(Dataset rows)

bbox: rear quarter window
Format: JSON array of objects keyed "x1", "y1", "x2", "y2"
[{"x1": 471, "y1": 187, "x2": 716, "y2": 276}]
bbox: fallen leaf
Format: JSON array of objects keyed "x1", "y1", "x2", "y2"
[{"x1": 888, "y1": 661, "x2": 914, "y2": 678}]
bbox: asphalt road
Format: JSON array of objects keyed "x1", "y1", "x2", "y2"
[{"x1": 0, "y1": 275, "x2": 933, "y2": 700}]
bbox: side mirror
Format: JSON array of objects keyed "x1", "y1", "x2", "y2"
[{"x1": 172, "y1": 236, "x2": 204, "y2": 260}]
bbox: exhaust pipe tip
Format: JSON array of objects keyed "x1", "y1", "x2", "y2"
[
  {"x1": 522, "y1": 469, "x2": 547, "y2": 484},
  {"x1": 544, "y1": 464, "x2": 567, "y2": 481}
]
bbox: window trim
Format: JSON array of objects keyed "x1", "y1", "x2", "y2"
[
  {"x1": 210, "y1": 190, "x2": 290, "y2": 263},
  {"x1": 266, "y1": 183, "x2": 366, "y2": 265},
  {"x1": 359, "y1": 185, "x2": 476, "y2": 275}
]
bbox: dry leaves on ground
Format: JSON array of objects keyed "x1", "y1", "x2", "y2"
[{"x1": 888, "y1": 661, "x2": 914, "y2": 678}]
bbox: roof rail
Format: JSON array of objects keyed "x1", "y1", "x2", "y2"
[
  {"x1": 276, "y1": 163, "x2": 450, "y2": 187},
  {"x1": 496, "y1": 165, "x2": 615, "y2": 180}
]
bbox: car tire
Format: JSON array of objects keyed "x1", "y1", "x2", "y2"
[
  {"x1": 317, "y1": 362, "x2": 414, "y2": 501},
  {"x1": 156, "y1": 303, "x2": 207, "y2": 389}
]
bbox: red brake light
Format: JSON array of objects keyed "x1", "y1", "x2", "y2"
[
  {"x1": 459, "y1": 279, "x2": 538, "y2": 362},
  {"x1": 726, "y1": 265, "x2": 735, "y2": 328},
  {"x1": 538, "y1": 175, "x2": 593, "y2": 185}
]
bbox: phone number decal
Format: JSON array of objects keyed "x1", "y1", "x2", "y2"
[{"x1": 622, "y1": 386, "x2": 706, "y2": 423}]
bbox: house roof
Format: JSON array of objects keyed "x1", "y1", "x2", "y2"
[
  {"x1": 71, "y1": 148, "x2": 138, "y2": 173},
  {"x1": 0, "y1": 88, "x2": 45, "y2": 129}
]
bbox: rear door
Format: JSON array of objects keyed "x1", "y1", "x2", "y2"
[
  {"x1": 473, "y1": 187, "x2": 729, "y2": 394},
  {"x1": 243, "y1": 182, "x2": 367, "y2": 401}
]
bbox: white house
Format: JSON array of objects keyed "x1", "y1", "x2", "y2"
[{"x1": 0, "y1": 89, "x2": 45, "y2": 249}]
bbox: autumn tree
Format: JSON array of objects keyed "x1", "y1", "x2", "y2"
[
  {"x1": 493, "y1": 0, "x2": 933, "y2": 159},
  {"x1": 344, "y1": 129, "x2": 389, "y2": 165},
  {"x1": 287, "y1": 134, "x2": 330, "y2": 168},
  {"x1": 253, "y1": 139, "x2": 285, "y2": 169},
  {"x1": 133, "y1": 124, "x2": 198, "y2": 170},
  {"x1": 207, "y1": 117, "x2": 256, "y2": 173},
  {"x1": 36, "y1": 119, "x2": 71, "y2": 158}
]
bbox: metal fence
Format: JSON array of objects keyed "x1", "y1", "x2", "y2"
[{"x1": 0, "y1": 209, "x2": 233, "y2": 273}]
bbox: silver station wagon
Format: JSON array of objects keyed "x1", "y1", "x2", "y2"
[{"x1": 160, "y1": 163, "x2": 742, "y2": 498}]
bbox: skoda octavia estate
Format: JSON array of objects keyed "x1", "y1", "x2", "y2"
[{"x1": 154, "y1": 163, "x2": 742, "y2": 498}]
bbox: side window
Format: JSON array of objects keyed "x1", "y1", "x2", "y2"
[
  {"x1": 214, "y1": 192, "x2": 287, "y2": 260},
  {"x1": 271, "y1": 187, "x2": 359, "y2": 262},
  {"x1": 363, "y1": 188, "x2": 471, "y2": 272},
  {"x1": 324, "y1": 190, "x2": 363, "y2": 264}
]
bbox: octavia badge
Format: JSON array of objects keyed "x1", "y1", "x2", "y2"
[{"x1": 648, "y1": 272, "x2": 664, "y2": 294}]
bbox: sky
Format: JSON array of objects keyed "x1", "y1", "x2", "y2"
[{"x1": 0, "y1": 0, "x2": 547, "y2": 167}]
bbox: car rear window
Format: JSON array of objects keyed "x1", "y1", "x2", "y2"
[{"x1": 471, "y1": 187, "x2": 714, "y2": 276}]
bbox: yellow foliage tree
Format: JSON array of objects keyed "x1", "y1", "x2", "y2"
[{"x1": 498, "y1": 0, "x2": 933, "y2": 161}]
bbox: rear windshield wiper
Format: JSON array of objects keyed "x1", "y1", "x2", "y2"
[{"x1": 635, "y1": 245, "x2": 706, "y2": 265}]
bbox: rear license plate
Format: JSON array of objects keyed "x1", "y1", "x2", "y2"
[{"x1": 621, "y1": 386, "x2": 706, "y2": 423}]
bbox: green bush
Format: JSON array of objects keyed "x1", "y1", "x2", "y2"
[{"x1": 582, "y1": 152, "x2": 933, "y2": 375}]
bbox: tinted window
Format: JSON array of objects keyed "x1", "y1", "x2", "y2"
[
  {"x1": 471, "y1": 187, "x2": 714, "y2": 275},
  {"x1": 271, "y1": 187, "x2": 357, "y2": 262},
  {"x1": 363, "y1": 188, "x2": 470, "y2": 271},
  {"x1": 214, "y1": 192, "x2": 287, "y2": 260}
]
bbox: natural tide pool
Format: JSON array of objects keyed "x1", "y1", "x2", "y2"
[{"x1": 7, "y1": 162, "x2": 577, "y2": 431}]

--- TASK PROMPT ---
Swap every "bbox" in the lines above for "bounding box", keeping everything else unchanged.

--- WRITTEN SOLUTION ---
bounding box: rear quarter window
Format: JSON array of objects keyed "x1", "y1", "x2", "y2"
[{"x1": 471, "y1": 187, "x2": 716, "y2": 276}]
bounding box: fallen leaf
Format: JSON array of objects keyed "x1", "y1", "x2", "y2"
[{"x1": 888, "y1": 661, "x2": 914, "y2": 678}]
bounding box: asphalt road
Format: JSON array of objects keyed "x1", "y1", "x2", "y2"
[{"x1": 0, "y1": 275, "x2": 933, "y2": 700}]
bounding box: side mirror
Format: JSON array of objects keyed "x1", "y1", "x2", "y2"
[{"x1": 172, "y1": 236, "x2": 204, "y2": 260}]
bounding box: exhaust pipe tip
Format: JSON array of objects keyed "x1", "y1", "x2", "y2"
[
  {"x1": 522, "y1": 469, "x2": 547, "y2": 484},
  {"x1": 544, "y1": 464, "x2": 567, "y2": 481}
]
bounding box: window trim
Format: JSON array of objects keyed "x1", "y1", "x2", "y2"
[
  {"x1": 210, "y1": 190, "x2": 290, "y2": 263},
  {"x1": 266, "y1": 183, "x2": 366, "y2": 265},
  {"x1": 359, "y1": 185, "x2": 476, "y2": 275}
]
bounding box: dry leaves on ground
Format: JSON array of objects keyed "x1", "y1", "x2", "y2"
[{"x1": 888, "y1": 661, "x2": 914, "y2": 678}]
bounding box: roof rail
Format: JSON array of objects keyed "x1", "y1", "x2", "y2"
[
  {"x1": 276, "y1": 163, "x2": 450, "y2": 187},
  {"x1": 496, "y1": 165, "x2": 615, "y2": 180}
]
bounding box: car tire
Format: JSON array of objects keyed "x1", "y1", "x2", "y2"
[
  {"x1": 317, "y1": 362, "x2": 414, "y2": 501},
  {"x1": 156, "y1": 303, "x2": 207, "y2": 389}
]
bounding box: red brake light
Format: JSON array of objects keyed "x1", "y1", "x2", "y2"
[
  {"x1": 459, "y1": 279, "x2": 538, "y2": 362},
  {"x1": 726, "y1": 265, "x2": 735, "y2": 328},
  {"x1": 538, "y1": 175, "x2": 593, "y2": 185}
]
bounding box: phone number decal
Format: JSON array of objects keyed "x1", "y1", "x2", "y2"
[{"x1": 622, "y1": 386, "x2": 706, "y2": 423}]
bounding box: house roof
Format: JSON array of objects keyed "x1", "y1", "x2", "y2"
[
  {"x1": 71, "y1": 148, "x2": 138, "y2": 173},
  {"x1": 0, "y1": 88, "x2": 45, "y2": 129}
]
bounding box: rear door
Format: JSON array of objects keyed "x1", "y1", "x2", "y2"
[
  {"x1": 473, "y1": 187, "x2": 729, "y2": 394},
  {"x1": 243, "y1": 182, "x2": 367, "y2": 401}
]
bounding box: white house
Format: JSON array of objects keyed "x1", "y1", "x2", "y2"
[{"x1": 0, "y1": 89, "x2": 45, "y2": 249}]
bounding box: autumn tree
Format: JSON array of objects keyed "x1", "y1", "x2", "y2"
[
  {"x1": 493, "y1": 0, "x2": 933, "y2": 159},
  {"x1": 344, "y1": 129, "x2": 389, "y2": 165},
  {"x1": 287, "y1": 134, "x2": 330, "y2": 168},
  {"x1": 253, "y1": 139, "x2": 285, "y2": 169},
  {"x1": 133, "y1": 124, "x2": 198, "y2": 170},
  {"x1": 207, "y1": 117, "x2": 256, "y2": 173},
  {"x1": 36, "y1": 119, "x2": 71, "y2": 158}
]
bounding box: metal fence
Format: JSON array of objects keyed "x1", "y1", "x2", "y2"
[{"x1": 0, "y1": 209, "x2": 233, "y2": 273}]
bounding box: silver station wagon
Format: JSON array of objects keyed "x1", "y1", "x2", "y2"
[{"x1": 160, "y1": 163, "x2": 742, "y2": 498}]
bounding box: skoda octavia estate
Format: JSON array of objects keyed "x1", "y1", "x2", "y2"
[{"x1": 154, "y1": 163, "x2": 742, "y2": 498}]
bounding box: side window
Format: JSON array of objects keyed "x1", "y1", "x2", "y2"
[
  {"x1": 214, "y1": 192, "x2": 287, "y2": 260},
  {"x1": 271, "y1": 187, "x2": 359, "y2": 262},
  {"x1": 363, "y1": 188, "x2": 471, "y2": 272},
  {"x1": 324, "y1": 190, "x2": 363, "y2": 264}
]
bounding box: octavia badge
Format: JSON array of objects keyed "x1", "y1", "x2", "y2"
[{"x1": 648, "y1": 272, "x2": 664, "y2": 294}]
bounding box: sky
Format: JSON array of objects keyed "x1", "y1", "x2", "y2"
[{"x1": 0, "y1": 0, "x2": 547, "y2": 167}]
bounding box: car rear window
Format: JSON array of objects keyed "x1", "y1", "x2", "y2"
[{"x1": 471, "y1": 187, "x2": 714, "y2": 276}]
bounding box: yellow foliage tree
Format: JSON array of objects keyed "x1", "y1", "x2", "y2"
[{"x1": 498, "y1": 0, "x2": 933, "y2": 161}]
bounding box: rear windshield wiper
Format: JSON array of objects keyed "x1", "y1", "x2", "y2"
[{"x1": 635, "y1": 245, "x2": 706, "y2": 265}]
bounding box: rear license plate
Format: JSON array of objects keyed "x1", "y1", "x2", "y2"
[{"x1": 621, "y1": 386, "x2": 706, "y2": 423}]
bounding box: green bush
Format: JSON array of objects keyed "x1", "y1", "x2", "y2"
[{"x1": 582, "y1": 152, "x2": 933, "y2": 375}]
bounding box: tinted window
Format: JSON array of objects keyed "x1", "y1", "x2", "y2"
[
  {"x1": 471, "y1": 187, "x2": 714, "y2": 275},
  {"x1": 271, "y1": 187, "x2": 357, "y2": 262},
  {"x1": 363, "y1": 188, "x2": 470, "y2": 271},
  {"x1": 214, "y1": 192, "x2": 287, "y2": 260}
]
bounding box: natural tide pool
Format: JSON array of objects keyed "x1", "y1", "x2", "y2"
[{"x1": 7, "y1": 162, "x2": 577, "y2": 431}]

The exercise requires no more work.